Tasks to complete →
1. Please update the jail article by reproducing it from "By Joe Atmonavage" up to and including "the ongoing supervision.", with "special master" replaced by "court monitor".
2. Decide whether each statement below agrees with the jail article, answering yes or no and quoting the deciding words from the article.
(a) The special master will report to the court within 45 days of being appointed.
(b) The county and the inmates will share the fees for the ongoing supervision.
(c) Judge Hillman will give up jurisdiction over the jail once the special master is appointed.
3. Continue the article about the New Jersey jail settlement from its last sentence.

Start of Source document

By Joe Atmonavage
BRIDGETON, N.J. — A special master will be appointed to oversee a New Jersey jail after inmates filed a class action lawsuit alleging the county and jail officials failed to properly protect them during the coronavirus pandemic.
Cumberland County has agreed to enter into a consent decree that will appoint a special master to oversee the jail and to pay all fees related to the ongoing supervision.
The special master will make a report to the court within 45 days of being appointed detailing their findings related to how the county handled the pandemic in its jail, as well as what can be done to improve its practices moving forward.
“This reflects a good faith effort by the county,” U.S. District Court Judge Noel Hillman, who will retain ongoing jurisdiction over the jail and the supervision, said of the agreement. “Whatever mistakes may have been made in the past to move forward and to put into place the best jail the county can run under the difficult circumstances we all face, I think having a monitor here makes a lot of sense in trying to achieve that goal.”
“This is a win-win settlement,” he added
County officials said in a statement that the consent decree “safeguards the safety and health of inmates and staff.”
“The answer to this public health problem moving forward is to continue to adhere to COVID-19 safety protocols as they are updated and to vaccinate everyone who lives and works at the site and in the County,” the statement said. “We have the ability to make that happen at our County jail, but we will need everyone’s help to protect themselves, their families and the public.”

End of Source document
Start of Source material

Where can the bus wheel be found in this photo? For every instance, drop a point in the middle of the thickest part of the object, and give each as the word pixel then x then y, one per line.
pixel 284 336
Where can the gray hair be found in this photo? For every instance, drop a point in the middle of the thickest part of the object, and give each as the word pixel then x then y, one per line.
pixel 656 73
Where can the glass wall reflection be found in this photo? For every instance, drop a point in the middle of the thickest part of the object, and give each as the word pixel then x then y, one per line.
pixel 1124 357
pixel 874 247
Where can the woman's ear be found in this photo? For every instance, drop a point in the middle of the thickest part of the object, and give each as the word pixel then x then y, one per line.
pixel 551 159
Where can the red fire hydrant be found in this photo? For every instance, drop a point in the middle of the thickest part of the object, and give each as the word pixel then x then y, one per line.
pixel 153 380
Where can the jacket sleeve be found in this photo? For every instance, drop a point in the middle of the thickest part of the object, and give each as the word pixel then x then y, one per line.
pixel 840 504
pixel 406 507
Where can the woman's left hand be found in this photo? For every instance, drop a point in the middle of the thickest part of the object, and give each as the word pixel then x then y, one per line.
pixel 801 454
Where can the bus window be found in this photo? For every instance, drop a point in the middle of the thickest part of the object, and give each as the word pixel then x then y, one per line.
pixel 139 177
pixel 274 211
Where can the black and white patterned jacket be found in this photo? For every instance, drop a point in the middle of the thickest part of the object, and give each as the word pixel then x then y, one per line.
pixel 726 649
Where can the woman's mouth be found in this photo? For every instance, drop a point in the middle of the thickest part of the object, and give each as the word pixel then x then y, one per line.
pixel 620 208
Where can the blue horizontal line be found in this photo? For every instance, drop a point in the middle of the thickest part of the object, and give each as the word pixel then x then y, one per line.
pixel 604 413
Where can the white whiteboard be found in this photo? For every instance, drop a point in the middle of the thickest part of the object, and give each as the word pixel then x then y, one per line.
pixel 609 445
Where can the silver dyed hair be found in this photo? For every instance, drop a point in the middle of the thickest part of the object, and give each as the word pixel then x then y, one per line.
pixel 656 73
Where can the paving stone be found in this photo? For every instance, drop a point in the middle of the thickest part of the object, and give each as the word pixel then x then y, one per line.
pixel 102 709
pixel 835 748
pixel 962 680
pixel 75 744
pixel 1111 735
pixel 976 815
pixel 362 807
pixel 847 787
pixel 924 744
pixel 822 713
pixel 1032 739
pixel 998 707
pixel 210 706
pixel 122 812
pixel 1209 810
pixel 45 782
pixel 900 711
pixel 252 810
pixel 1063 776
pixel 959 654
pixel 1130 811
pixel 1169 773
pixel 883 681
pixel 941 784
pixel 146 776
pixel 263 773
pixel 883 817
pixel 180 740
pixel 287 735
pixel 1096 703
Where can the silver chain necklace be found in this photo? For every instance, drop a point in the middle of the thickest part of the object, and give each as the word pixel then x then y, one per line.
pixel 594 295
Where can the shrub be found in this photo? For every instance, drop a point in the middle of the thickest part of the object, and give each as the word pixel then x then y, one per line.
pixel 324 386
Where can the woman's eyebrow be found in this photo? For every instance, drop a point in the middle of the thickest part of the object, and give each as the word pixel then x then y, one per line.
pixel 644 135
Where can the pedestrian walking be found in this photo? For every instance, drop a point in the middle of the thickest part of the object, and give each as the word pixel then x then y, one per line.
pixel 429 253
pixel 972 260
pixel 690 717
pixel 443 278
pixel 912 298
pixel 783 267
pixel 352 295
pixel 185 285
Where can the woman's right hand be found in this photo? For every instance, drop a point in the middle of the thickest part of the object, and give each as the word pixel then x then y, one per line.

End of Source material

Responses to the tasks →
1.
By Joe Atmonavage
BRIDGETON, N.J. — A court monitor will be appointed to oversee a New Jersey jail after inmates filed a class action lawsuit alleging the county and jail officials failed to properly protect them during the coronavirus pandemic.
Cumberland County has agreed to enter into a consent decree that will appoint a court monitor to oversee the jail and to pay all fees related to the ongoing supervision.

2.
(a) Yes: "within 45 days of being appointed"
(b) No: "to pay all fees related to the ongoing supervision"
(c) No: "who will retain ongoing jurisdiction over the jail and the supervision"

3.
The consent decree comes after a two-week trial in which correctional officers, inmates, the warden and health and county officials testified to what was being done at the jail to protect its staff and inmate population from the deadly virus.
The trial was sparked by a lawsuit filed by inmates Raymond Lamar Brown, John Clark, Desmond Rodgers and Todd Ford, Jr., who have been detained at the jail during the pandemic, alleging they were denied masks, refused cleaning materials, unable to socially distance from infected inmates and denied COVID-19 testing.
“Because (the jail administration) have not taken adequate measures to control the spread of the virus that causes COVID-19, an ongoing crisis at the Cumberland Jail continues to threaten the lives of the inmates, the health and safety staff (nurses and doctors), correctional officers, and other staff living and working at the Cumberland Jail,” the lawsuit says.
The inmates originally sued the jail’s warden, Charles Warren, and the Cumberland County Department of Corrections. The case now includes the county.
The Cumberland County jail currently houses around 250 inmates, most of them pre-trial detainees.
Throughout the course of the pandemic, inmates and officers at the jail have publicly denounced the jail’s handling of the virus.
At least one inmate and one officer at the jail have died from the virus.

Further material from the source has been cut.